### Your goal
Could you repeat the records below exactly, without the pictures?

◇ ◇ ◇ ◇ ◇ ◇ ◇

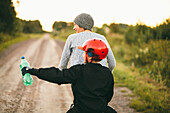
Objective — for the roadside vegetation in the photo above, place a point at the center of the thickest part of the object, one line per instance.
(142, 55)
(12, 29)
(141, 52)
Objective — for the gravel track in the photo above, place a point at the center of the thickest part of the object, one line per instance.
(41, 96)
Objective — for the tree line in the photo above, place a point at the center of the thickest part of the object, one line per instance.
(10, 24)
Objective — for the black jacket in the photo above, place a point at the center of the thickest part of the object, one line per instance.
(92, 84)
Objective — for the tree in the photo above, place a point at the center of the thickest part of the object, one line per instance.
(7, 16)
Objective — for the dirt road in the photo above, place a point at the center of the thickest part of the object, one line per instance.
(41, 96)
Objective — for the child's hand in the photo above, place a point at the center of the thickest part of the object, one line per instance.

◇ ◇ ◇ ◇ ◇ ◇ ◇

### Response to the task
Objective — for the roadside vegetation in the photo above, place a point at the center of the thickest part of the object, one line per instance.
(142, 55)
(12, 29)
(141, 52)
Objective — for the gravel track in the photo above, place a point at the center of the thickest part of the object, one line per instance.
(41, 96)
Objective — for the tree line in the photo above, place a point at the center of the thickest part of the object, one line per instance.
(10, 24)
Objective — for the black jacket in the photo above, place a point at the center of the thickest part of the object, one line per instance.
(92, 84)
Objective — for the tree in the photo above, place a point at the center of the thickest part of the object, one line per instance.
(7, 16)
Objective — for the dirt road in the photo above, place a point at the center of the thickest part of the object, one line per instance.
(41, 96)
Objective — for the child's hand in the photo above, place a point at the center of the thickest part of the object, one line per instance.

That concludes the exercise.